Задание: Выберите из материала ниже все строки со словом «sofa» и перепишите их целиком. Регистр букв имеет значение.

+++ Исходный материал

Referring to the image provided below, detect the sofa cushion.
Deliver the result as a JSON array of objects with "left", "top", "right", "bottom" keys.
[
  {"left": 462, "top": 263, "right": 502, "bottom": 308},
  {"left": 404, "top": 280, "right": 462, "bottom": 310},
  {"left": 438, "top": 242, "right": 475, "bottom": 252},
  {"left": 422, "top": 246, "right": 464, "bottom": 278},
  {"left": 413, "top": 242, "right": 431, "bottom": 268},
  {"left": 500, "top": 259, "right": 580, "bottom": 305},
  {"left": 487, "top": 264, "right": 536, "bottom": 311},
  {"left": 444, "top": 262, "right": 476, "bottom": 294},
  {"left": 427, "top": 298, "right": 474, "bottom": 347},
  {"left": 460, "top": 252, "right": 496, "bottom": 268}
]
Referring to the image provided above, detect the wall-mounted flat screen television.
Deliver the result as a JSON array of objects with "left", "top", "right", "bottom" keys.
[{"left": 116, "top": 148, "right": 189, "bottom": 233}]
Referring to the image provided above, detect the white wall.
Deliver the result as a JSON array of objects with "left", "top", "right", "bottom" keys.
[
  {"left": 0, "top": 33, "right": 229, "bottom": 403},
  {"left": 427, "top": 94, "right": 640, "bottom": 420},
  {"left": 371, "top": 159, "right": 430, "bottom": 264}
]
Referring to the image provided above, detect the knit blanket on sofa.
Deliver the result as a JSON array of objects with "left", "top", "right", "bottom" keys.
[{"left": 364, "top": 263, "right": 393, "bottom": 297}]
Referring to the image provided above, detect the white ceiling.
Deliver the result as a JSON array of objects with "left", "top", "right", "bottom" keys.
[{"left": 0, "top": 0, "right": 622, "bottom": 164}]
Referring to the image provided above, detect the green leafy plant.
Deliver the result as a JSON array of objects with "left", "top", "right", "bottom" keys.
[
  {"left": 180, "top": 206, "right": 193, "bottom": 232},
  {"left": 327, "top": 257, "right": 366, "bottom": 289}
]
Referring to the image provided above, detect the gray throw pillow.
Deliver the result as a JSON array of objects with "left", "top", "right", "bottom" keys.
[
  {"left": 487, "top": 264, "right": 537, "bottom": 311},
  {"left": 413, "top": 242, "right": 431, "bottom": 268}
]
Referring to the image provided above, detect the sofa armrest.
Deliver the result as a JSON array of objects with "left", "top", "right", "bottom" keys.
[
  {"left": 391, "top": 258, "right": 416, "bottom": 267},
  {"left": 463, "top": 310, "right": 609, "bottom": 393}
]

++++++

Ответ:
Referring to the image provided below, detect the sofa cushion.
Referring to the image provided above, detect the knit blanket on sofa.
Referring to the image provided above, detect the sofa armrest.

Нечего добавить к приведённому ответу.